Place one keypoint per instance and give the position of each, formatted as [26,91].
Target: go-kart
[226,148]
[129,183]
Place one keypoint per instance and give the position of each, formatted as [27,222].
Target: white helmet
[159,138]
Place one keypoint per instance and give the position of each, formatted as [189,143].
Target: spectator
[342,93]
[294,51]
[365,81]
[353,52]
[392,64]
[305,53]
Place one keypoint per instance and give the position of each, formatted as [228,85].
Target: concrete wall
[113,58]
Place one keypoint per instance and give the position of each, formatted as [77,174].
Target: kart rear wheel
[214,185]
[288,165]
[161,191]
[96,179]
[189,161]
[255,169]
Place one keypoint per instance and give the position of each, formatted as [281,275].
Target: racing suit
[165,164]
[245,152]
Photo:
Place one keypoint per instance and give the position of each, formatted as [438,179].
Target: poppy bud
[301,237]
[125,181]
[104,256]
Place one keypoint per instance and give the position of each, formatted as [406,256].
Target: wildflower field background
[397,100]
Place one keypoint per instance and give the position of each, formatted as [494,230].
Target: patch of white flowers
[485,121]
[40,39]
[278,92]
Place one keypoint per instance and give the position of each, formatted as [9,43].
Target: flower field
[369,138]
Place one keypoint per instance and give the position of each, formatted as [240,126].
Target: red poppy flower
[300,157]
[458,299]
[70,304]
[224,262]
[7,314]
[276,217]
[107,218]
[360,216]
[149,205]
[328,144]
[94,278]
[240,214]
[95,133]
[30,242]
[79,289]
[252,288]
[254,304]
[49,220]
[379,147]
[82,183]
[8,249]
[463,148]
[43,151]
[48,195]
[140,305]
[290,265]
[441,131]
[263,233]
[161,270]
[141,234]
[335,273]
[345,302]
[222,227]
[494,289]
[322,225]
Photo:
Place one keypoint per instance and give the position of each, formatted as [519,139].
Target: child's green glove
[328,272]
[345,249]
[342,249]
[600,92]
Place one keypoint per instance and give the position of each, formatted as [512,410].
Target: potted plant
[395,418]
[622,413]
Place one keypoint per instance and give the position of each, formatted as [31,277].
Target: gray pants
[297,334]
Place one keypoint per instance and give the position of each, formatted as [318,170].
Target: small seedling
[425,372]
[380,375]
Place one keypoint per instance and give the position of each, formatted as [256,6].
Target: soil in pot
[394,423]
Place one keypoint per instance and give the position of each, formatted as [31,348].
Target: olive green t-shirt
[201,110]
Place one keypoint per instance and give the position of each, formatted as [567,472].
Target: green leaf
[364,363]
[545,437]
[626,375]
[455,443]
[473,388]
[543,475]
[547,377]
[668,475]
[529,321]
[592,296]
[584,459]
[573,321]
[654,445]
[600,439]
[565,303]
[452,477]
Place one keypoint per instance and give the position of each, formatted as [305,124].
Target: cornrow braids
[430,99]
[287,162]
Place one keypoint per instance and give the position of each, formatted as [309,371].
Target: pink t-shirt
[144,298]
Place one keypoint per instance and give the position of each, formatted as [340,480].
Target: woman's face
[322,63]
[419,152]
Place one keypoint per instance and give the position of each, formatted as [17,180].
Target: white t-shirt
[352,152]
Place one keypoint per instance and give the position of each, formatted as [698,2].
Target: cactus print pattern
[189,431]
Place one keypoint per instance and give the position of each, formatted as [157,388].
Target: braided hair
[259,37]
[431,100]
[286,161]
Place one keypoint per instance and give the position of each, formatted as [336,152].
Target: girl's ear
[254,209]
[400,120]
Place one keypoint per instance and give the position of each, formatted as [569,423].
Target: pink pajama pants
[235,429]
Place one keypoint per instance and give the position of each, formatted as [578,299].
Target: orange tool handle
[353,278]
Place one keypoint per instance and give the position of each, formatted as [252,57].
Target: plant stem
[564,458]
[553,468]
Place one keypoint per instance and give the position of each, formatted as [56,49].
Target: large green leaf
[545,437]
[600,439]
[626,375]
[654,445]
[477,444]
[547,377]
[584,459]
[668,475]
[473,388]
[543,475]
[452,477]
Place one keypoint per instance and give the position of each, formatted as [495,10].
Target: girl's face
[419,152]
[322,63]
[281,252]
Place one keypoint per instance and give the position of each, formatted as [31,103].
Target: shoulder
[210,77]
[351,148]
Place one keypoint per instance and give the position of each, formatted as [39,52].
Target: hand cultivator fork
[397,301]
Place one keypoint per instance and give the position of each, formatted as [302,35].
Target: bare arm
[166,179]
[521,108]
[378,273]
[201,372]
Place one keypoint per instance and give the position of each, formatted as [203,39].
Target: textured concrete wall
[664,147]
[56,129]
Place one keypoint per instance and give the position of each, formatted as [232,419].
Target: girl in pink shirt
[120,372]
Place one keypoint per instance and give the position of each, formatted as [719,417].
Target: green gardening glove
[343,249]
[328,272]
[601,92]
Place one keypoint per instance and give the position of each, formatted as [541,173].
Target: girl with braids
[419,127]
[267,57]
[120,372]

------

• [The request]: Format the listing above as a two-column CSV headed input and output, with one row for each text and its coordinates. Wrap every field in double quotes and replace line breaks with spaces.

• [Written reply]:
input,output
"Place one keypoint per instance and give the position of each, formatted as [26,91]. Target: go-kart","[226,148] [129,183]"
"Place one keypoint per instance and give the position of each, formatted as [27,222]. Target: white helmet","[159,138]"
"Place one keypoint per instance and give the position of each, formatted as [189,143]. Target: spectator","[342,93] [294,51] [365,81] [353,52] [392,64] [305,53]"
"Place one keypoint per instance and give the position of each, formatted as [228,85]. Target: concrete wall","[113,58]"
"Place one keypoint per instance and give the position of each, formatted as [77,174]. Target: kart rear wheel","[214,185] [288,165] [161,191] [96,179] [189,161] [255,169]"
"Place one keypoint per instance and give the position of each, formatted as [281,275]. Target: racing suit","[165,164] [245,152]"
"Photo: Place one keypoint per instance and give the position of each, formatted as [438,179]. Target: poppy bud","[301,237] [125,181] [104,256]"
"Place one keypoint per instance and give the position of each, formatted as [406,256]. Target: wildflower field background","[397,100]"
"Place one keypoint per instance and give the position of each, formatted as [494,230]. Target: patch of white flowers","[485,121] [40,39] [278,92]"
"Place one keypoint per instance and give the position of each, formatted as [9,43]. Target: flower field","[369,138]"
"Place one keypoint per instance and give the position of each, formatted as [240,126]. Target: red poppy flower","[300,157] [458,299] [70,304] [224,262] [7,314] [276,217] [107,218] [360,216] [149,205] [328,144] [94,278] [240,214] [95,133] [30,242] [79,289] [252,288] [254,304] [49,220] [379,147] [82,183] [8,249] [463,148] [43,151] [48,195] [140,305] [290,265] [441,131] [263,233] [161,270] [141,234] [335,273] [345,302] [222,227] [494,289] [322,225]"
"Photo: Place one keypoint per instance and give the position of each, formatted as [519,139]. Target: child's green glove","[328,272] [345,249] [342,249] [600,92]"
"Place one keypoint per instance and give the position of each, formatted as [512,410]. Target: potted plant","[395,418] [622,413]"
"Place one keypoint per instance and give the position of each, formatted as [31,277]. Target: gray pants","[297,334]"
"Place one keypoint per instance and give the position of each, formatted as [318,170]. Target: small seedling","[425,372] [380,375]"
"Place one keypoint per instance and give the position of each, formatted as [256,6]. Target: soil in pot","[394,423]"
"Place one keypoint per instance and give the position of each, formatted as [31,348]. Target: olive green t-shirt","[201,110]"
"Place one keypoint per instance and give the position of each, formatted as [567,472]. Target: green leaf","[364,363] [545,437] [626,375] [455,443] [473,388] [543,475] [547,377] [668,475] [529,321] [592,296] [584,459] [573,321] [654,445] [600,439] [565,303] [452,477]"
"Place one keypoint per instance and give the position of each, formatted as [305,124]. Target: cornrow braids","[430,99] [287,162]"
"Place one keypoint per instance and give the position of each, formatted as [309,371]. Target: pink t-shirt","[144,298]"
"Place one keypoint per instance and give the position of each, formatted as [340,480]. Target: woman's face","[322,63] [419,152]"
"Place one keypoint per instance and give the position of each, formatted as [17,180]. Target: white t-shirt","[352,152]"
"Place one keypoint per instance and give the position of each, formatted as [698,2]. Target: cactus print pattern","[189,431]"
"Place one keypoint per instance and give the position of each, formatted as [157,388]. Target: braided hair","[259,37] [431,100] [286,161]"
"Place one keypoint per instance and give the position of each, formatted as [336,152]. Target: girl's ear","[254,209] [400,120]"
"Place one keypoint per instance and give the position of each, formatted as [569,423]. Target: pink pajama pants","[235,429]"
"Place one keypoint per instance and give the position of each, formatted as [578,299]. Target: orange tool handle","[353,278]"
"Place one keypoint per instance and give the position of each, formatted as [252,57]. Target: plant stem","[564,458] [553,468]"
"Place one keypoint per instance and give the position of each, formatted as [56,49]. Target: large green leaf","[545,437] [600,439] [626,375] [654,445] [477,444] [547,377] [584,459] [668,475] [473,388] [543,475] [452,477]"
"Place one keypoint per instance and give the position of each, formatted as [495,10]. Target: girl's face","[419,152] [322,63] [281,252]"
"Place one keypoint per instance and give the position of each, formatted as [31,103]. Target: shoulder","[210,77] [351,148]"
"Place one keypoint per instance and give the position of each, formatted as [39,52]. Target: hand cultivator fork","[397,301]"
"Place one keypoint per instance and give the position of each, formatted as [302,35]. Target: bare arm","[166,179] [521,108] [378,273] [201,372]"
"Place one keypoint per instance and give the position of each, formatted as [203,39]. Target: textured concrete wall","[664,147] [56,129]"
"Place one keypoint per instance and give the position of each, formatted as [232,419]. Target: girl in pink shirt","[120,372]"
"Place one keypoint per instance and give the position of each, formatted as [719,417]. Target: green gardening glove","[343,249] [328,272] [601,92]"
"Place one keypoint per instance and give the position of each, formatted as [541,173]. Target: girl with braids","[419,127] [267,57] [120,372]"